=== Prompt ===
Copy every line of the data in which the word "human" occurs.

Collected data entries:
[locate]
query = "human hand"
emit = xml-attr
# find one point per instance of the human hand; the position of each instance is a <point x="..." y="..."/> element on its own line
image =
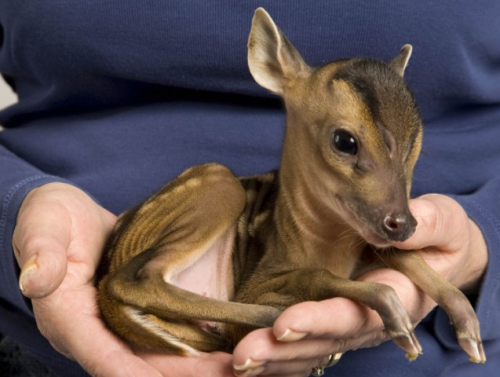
<point x="447" y="240"/>
<point x="58" y="241"/>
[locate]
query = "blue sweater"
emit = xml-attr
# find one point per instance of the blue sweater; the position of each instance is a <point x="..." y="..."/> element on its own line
<point x="118" y="97"/>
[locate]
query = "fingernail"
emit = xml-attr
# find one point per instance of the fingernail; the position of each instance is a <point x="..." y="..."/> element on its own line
<point x="249" y="364"/>
<point x="249" y="372"/>
<point x="291" y="336"/>
<point x="26" y="272"/>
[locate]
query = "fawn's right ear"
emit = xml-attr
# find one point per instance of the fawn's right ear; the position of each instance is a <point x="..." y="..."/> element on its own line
<point x="272" y="59"/>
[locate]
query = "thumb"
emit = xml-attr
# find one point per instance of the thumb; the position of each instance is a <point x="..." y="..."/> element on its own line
<point x="41" y="240"/>
<point x="440" y="219"/>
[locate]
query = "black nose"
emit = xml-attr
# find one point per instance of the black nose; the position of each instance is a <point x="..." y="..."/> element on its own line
<point x="399" y="227"/>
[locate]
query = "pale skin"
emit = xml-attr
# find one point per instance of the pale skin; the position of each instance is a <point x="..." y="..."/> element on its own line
<point x="60" y="234"/>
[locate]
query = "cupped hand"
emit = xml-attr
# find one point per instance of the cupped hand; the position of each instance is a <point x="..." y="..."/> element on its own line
<point x="58" y="241"/>
<point x="306" y="333"/>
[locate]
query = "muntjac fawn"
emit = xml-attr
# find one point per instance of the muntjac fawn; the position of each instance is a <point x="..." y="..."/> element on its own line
<point x="211" y="257"/>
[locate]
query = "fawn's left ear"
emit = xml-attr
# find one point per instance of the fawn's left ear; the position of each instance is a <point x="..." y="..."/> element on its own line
<point x="400" y="62"/>
<point x="272" y="59"/>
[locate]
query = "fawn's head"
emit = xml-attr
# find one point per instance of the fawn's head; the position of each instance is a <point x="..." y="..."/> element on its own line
<point x="353" y="132"/>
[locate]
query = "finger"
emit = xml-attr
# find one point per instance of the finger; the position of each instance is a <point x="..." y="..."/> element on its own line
<point x="261" y="346"/>
<point x="216" y="364"/>
<point x="440" y="223"/>
<point x="338" y="318"/>
<point x="41" y="248"/>
<point x="82" y="335"/>
<point x="299" y="367"/>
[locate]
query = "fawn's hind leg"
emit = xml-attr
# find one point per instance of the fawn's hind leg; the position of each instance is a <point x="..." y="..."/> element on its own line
<point x="285" y="289"/>
<point x="451" y="299"/>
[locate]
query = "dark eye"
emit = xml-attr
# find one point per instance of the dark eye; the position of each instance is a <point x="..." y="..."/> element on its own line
<point x="344" y="142"/>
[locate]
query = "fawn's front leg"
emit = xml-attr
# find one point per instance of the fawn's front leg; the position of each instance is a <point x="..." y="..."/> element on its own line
<point x="178" y="237"/>
<point x="451" y="299"/>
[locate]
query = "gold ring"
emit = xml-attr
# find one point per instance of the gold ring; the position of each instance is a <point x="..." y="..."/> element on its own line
<point x="320" y="369"/>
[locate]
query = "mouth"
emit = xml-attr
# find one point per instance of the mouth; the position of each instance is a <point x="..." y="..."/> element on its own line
<point x="363" y="227"/>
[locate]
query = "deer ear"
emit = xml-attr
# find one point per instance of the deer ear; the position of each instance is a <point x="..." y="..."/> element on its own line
<point x="272" y="59"/>
<point x="400" y="62"/>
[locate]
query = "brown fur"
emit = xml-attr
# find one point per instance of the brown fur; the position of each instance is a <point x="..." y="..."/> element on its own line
<point x="299" y="232"/>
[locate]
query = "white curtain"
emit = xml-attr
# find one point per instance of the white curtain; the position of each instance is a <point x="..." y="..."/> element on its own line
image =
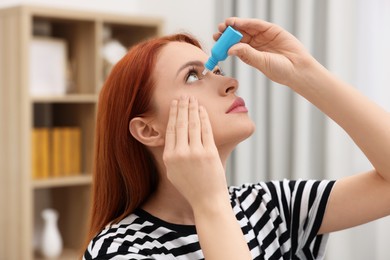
<point x="295" y="140"/>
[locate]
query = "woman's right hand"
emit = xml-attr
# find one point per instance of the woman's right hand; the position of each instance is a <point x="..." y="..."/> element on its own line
<point x="269" y="48"/>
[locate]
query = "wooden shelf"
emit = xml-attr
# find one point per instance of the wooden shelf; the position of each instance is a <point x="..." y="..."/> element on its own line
<point x="22" y="198"/>
<point x="83" y="179"/>
<point x="69" y="98"/>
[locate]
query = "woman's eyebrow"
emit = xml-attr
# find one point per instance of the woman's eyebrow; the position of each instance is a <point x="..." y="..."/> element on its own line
<point x="197" y="63"/>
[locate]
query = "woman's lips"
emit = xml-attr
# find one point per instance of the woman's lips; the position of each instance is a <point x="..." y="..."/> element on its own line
<point x="238" y="106"/>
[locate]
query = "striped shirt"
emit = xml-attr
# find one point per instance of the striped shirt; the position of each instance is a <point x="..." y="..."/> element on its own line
<point x="280" y="220"/>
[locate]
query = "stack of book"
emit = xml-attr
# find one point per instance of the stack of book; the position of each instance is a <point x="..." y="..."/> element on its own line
<point x="56" y="152"/>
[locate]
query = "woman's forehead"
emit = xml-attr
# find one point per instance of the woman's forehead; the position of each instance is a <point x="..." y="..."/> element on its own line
<point x="177" y="53"/>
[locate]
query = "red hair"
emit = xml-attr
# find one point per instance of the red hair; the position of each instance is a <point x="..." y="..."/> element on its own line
<point x="124" y="173"/>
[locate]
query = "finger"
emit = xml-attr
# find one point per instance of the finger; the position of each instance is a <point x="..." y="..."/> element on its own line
<point x="207" y="132"/>
<point x="194" y="123"/>
<point x="249" y="55"/>
<point x="170" y="135"/>
<point x="182" y="122"/>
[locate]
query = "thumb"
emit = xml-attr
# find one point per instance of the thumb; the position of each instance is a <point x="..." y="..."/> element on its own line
<point x="248" y="55"/>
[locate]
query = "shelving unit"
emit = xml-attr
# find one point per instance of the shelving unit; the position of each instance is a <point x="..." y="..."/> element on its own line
<point x="21" y="197"/>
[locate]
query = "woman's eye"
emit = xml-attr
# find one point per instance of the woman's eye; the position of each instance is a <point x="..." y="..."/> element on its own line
<point x="192" y="77"/>
<point x="218" y="72"/>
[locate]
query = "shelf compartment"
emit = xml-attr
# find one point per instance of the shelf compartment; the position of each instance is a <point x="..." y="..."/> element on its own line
<point x="72" y="204"/>
<point x="80" y="39"/>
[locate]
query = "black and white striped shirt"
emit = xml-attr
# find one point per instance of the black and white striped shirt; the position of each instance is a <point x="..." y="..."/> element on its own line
<point x="279" y="219"/>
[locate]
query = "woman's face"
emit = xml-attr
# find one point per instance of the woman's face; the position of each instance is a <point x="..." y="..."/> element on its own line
<point x="178" y="72"/>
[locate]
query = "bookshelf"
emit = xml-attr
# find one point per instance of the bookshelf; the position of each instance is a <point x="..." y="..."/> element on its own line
<point x="22" y="197"/>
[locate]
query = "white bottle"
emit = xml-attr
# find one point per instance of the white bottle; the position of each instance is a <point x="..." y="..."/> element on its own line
<point x="51" y="246"/>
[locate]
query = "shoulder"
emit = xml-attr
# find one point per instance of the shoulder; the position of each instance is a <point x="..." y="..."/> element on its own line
<point x="284" y="192"/>
<point x="120" y="239"/>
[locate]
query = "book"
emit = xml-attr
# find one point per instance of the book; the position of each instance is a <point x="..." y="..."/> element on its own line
<point x="57" y="166"/>
<point x="71" y="150"/>
<point x="40" y="152"/>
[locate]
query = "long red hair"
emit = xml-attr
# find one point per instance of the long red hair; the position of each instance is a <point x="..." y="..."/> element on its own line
<point x="124" y="172"/>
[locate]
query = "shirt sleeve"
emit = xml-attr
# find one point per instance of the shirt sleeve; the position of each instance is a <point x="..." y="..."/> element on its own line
<point x="302" y="205"/>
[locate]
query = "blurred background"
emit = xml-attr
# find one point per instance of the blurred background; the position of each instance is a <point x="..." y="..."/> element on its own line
<point x="292" y="140"/>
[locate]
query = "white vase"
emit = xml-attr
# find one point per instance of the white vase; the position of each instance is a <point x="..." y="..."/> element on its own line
<point x="51" y="246"/>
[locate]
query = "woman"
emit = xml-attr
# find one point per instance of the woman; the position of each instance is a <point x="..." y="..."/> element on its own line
<point x="164" y="133"/>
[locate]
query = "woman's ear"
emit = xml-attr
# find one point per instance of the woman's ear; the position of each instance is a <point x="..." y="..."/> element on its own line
<point x="145" y="132"/>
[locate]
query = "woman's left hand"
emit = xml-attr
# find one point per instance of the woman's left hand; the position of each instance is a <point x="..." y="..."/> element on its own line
<point x="191" y="158"/>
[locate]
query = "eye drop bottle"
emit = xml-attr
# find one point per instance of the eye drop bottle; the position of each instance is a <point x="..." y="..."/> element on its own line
<point x="219" y="51"/>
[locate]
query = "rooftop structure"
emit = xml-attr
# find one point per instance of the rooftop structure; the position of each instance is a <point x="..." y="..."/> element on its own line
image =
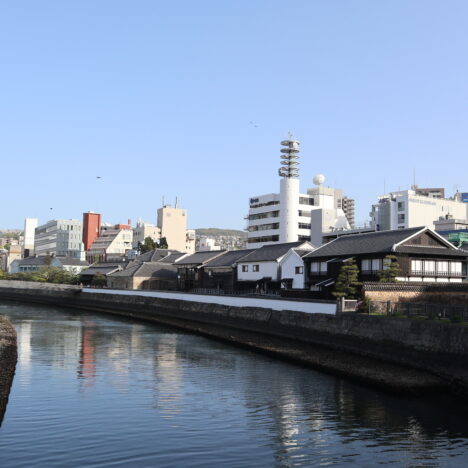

=== Reply ===
query = "human hand"
# find one point per instance of the human hand; the position of each instance is a <point x="..." y="..."/> element on its own line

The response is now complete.